To be done
Extend the blog post below about the X-Men in 2001, picking up right after its final sentence.

Reading passage
* * *
Thursday, May 26, 2011

X-Men in 2001

Disclosure: This post might wind up being a little different than previous ones. The reason is that there’s a high risk of this one turning into “Memoirs of an X-Men Reader.” But it should be fun regardless...
I had an idea that I didn’t want to forget about. At some point I realized that, while it is still the month of May and the year 2011, we are 10 whole years removed from the last really significant shakeup of the status quo for “Marvel’s Merry Mutants.” Well, okay, plenty has happened since, including Astonishing X-Men and several year’s worth of X-Books that I have altogether ignored, but I feel safe in saying that there hasn’t been any kind of a shift that has been as impactful as what Joe Quesada set up for the 2001 X-Revolution.
* * *
Given entries
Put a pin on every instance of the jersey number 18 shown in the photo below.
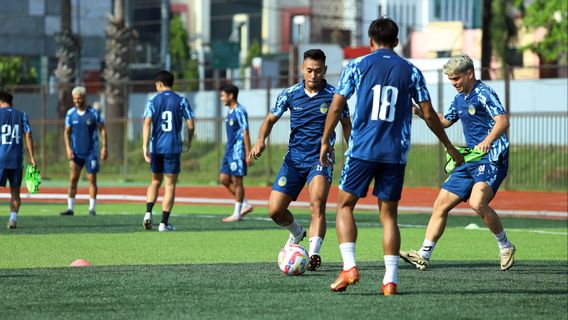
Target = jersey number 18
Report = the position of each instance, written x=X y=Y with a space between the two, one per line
x=384 y=103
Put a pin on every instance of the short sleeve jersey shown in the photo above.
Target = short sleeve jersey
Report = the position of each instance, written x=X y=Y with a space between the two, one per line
x=84 y=131
x=307 y=121
x=476 y=112
x=167 y=110
x=236 y=122
x=385 y=85
x=13 y=125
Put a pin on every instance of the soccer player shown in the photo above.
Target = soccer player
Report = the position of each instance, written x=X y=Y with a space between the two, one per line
x=14 y=123
x=385 y=85
x=484 y=124
x=237 y=149
x=163 y=121
x=308 y=102
x=81 y=136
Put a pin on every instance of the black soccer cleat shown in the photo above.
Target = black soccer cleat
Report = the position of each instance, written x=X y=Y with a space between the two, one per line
x=315 y=262
x=67 y=212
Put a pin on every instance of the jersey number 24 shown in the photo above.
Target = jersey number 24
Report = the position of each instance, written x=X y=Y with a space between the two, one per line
x=384 y=103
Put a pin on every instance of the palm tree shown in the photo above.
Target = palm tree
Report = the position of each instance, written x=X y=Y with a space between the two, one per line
x=119 y=43
x=68 y=47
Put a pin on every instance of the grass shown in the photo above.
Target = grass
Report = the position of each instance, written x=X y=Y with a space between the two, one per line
x=210 y=270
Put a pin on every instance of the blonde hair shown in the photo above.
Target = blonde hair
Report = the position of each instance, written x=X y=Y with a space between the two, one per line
x=79 y=91
x=458 y=64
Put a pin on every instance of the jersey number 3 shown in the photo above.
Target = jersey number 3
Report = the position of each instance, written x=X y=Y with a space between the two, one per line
x=384 y=102
x=167 y=121
x=10 y=134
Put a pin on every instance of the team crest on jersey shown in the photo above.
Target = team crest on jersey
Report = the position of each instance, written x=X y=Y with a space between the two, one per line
x=282 y=181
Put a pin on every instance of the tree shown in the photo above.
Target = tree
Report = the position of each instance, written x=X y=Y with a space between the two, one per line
x=553 y=16
x=119 y=44
x=183 y=66
x=16 y=70
x=68 y=48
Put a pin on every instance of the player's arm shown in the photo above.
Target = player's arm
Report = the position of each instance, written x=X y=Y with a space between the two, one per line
x=67 y=139
x=501 y=125
x=433 y=121
x=346 y=125
x=263 y=133
x=104 y=152
x=30 y=146
x=145 y=137
x=190 y=131
x=333 y=115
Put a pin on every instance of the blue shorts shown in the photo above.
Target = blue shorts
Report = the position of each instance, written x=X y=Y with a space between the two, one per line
x=291 y=178
x=357 y=174
x=91 y=161
x=12 y=175
x=168 y=163
x=461 y=181
x=234 y=167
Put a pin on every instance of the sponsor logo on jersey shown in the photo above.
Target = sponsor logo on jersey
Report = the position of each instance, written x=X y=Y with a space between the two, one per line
x=471 y=109
x=282 y=181
x=324 y=108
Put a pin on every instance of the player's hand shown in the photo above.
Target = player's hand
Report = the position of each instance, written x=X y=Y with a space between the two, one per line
x=327 y=156
x=146 y=155
x=257 y=150
x=417 y=111
x=249 y=161
x=484 y=146
x=456 y=155
x=104 y=153
x=70 y=154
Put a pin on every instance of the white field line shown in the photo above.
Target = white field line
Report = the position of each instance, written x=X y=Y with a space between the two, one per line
x=296 y=204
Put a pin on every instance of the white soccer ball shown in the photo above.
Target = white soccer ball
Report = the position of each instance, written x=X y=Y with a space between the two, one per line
x=293 y=260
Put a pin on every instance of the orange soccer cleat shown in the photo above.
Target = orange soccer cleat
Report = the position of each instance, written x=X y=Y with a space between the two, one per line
x=389 y=289
x=346 y=278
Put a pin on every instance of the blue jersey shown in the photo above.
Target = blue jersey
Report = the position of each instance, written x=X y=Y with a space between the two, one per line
x=236 y=123
x=167 y=110
x=307 y=120
x=14 y=124
x=476 y=111
x=84 y=131
x=385 y=84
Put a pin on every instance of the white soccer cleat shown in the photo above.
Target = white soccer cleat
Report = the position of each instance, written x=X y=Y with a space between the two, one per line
x=166 y=227
x=147 y=221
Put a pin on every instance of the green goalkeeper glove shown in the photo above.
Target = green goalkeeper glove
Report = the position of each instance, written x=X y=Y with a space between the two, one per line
x=32 y=178
x=469 y=155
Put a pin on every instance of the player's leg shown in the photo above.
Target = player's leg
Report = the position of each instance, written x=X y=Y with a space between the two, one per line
x=287 y=186
x=353 y=184
x=319 y=182
x=92 y=167
x=481 y=195
x=456 y=188
x=237 y=183
x=157 y=168
x=75 y=167
x=14 y=176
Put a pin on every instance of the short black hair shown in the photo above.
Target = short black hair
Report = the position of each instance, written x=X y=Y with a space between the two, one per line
x=315 y=54
x=230 y=88
x=166 y=78
x=384 y=31
x=6 y=97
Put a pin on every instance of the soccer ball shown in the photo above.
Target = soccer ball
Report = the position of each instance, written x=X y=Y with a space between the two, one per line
x=293 y=260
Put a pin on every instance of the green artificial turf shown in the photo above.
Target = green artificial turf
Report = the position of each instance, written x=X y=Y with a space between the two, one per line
x=208 y=269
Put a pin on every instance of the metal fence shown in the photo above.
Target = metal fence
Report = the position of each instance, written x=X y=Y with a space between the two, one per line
x=539 y=140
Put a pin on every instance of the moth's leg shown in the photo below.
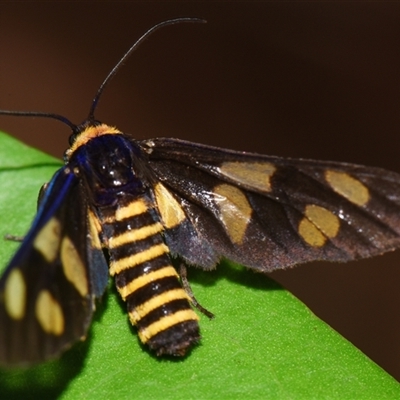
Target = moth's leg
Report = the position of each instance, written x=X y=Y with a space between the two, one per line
x=189 y=291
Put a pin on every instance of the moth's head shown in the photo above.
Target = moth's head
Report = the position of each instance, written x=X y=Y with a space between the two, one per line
x=86 y=131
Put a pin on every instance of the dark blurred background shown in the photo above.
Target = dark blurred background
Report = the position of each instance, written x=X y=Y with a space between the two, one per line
x=312 y=80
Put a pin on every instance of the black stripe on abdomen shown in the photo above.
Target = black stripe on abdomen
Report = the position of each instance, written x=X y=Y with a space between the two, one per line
x=146 y=280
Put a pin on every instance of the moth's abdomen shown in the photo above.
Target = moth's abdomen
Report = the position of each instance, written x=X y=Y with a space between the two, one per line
x=139 y=260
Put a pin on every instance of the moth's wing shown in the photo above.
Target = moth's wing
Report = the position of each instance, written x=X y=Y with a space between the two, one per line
x=270 y=212
x=47 y=291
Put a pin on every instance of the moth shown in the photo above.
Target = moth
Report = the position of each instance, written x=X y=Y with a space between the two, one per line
x=126 y=207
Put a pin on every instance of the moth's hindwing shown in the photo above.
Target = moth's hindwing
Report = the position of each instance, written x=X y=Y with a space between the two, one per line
x=268 y=212
x=47 y=291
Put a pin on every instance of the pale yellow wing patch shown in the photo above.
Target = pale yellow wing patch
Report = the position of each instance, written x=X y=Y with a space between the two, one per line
x=235 y=211
x=347 y=186
x=318 y=225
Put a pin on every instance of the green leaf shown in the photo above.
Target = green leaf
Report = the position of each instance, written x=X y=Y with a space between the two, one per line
x=263 y=343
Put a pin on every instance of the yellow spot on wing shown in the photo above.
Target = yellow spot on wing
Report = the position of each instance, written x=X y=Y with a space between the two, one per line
x=235 y=211
x=170 y=210
x=49 y=314
x=94 y=229
x=15 y=295
x=134 y=235
x=347 y=186
x=145 y=279
x=257 y=175
x=117 y=266
x=73 y=267
x=139 y=312
x=47 y=241
x=166 y=322
x=317 y=225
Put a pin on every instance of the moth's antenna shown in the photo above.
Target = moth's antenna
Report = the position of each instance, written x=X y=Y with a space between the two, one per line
x=95 y=101
x=40 y=114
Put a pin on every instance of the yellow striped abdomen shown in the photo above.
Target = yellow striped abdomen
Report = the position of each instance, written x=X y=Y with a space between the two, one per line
x=146 y=279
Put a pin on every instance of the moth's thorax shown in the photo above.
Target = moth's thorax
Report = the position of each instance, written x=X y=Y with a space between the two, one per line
x=111 y=166
x=89 y=133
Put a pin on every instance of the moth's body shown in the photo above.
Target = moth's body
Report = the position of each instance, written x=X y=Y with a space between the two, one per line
x=123 y=212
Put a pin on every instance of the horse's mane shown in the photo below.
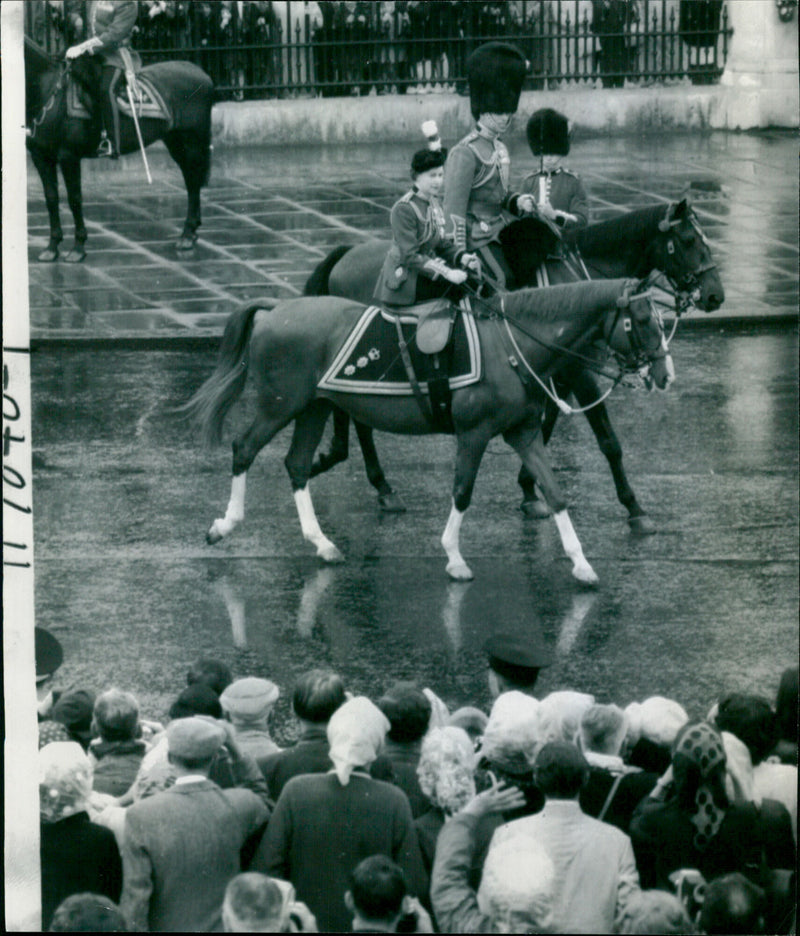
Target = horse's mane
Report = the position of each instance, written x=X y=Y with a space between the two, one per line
x=607 y=238
x=557 y=303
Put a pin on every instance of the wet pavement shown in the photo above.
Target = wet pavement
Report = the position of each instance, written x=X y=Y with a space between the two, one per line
x=271 y=214
x=123 y=493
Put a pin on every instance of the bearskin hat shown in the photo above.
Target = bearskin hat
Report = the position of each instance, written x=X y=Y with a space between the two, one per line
x=427 y=159
x=548 y=133
x=496 y=71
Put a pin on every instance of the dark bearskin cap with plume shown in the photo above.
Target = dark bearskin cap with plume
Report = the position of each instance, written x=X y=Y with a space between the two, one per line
x=548 y=133
x=496 y=71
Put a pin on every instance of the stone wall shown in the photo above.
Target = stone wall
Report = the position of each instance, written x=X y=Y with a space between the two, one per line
x=759 y=88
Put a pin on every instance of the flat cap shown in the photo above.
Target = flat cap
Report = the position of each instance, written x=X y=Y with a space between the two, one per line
x=194 y=738
x=250 y=697
x=524 y=651
x=74 y=710
x=49 y=654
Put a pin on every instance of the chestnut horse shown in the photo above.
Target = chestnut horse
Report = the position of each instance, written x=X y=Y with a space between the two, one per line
x=525 y=336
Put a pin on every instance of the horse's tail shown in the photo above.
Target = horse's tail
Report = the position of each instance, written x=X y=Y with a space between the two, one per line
x=317 y=284
x=209 y=406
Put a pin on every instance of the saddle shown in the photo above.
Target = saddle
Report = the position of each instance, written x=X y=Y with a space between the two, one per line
x=434 y=329
x=146 y=97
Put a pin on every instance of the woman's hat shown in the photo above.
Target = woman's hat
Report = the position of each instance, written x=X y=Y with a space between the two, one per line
x=548 y=133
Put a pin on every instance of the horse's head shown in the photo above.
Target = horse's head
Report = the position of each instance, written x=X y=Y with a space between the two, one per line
x=682 y=253
x=635 y=332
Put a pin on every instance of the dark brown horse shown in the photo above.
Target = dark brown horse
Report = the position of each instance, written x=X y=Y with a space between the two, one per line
x=668 y=239
x=56 y=138
x=525 y=336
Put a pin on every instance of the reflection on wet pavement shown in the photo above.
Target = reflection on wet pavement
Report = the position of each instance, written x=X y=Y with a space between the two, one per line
x=123 y=495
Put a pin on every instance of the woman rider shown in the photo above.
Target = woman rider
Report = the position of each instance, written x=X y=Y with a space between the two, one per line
x=477 y=200
x=107 y=25
x=423 y=262
x=559 y=193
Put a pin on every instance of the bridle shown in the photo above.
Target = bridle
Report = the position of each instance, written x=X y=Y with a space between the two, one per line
x=687 y=285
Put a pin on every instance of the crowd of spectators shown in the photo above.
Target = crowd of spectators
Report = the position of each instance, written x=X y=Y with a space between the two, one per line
x=275 y=48
x=560 y=814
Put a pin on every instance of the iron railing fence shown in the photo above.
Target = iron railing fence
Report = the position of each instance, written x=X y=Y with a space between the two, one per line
x=289 y=48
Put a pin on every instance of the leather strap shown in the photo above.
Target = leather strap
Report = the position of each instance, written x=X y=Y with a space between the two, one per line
x=419 y=396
* * *
The result
So what really happened when the X-Men and all of their related titles came out in May 2001? Well, it’s no exaggeration to say that everything about them changed drastically. Uncanny X-Men got a facelift from Joe Casey and Ian Churchill. X-Men morphed into New X-Men with Grant Morrison and Frank Quitely. They found something good for Chris Claremont to do with X-Treme X-Men (do your best to ignore the cheesy title) with Salvador Larocca joining him. And X-Force....well, that book got shaken up so much it might as well have been a new title altogether, with Peter Milligan and Mike Allred turning it into something zany, violent, and unique.
I have a Wizard X-Men Special that was put out to coincide with the “New World Order” of the X-Books. It’s pretty much just a 64 page hype piece about how great the X-Men comics were about to become, which was gobbled right up by myself and many, many other fans, since the X-Men had been soooo terrible lately. Just a year previous, Chris Claremont had returned to make the X-Men comics so confusing and meaningless it wasn’t even funny. Oh yeah, and at this time when the storylines were so inaccessible, a certain big budget 20th Century Fox movie entitled “X-Men” came out. Anyone who might have caught the flick and said “Jeez, I wonder what the X-Men are like now?” would have run away screaming if he or she was brave enough to walk into a comic store to find out.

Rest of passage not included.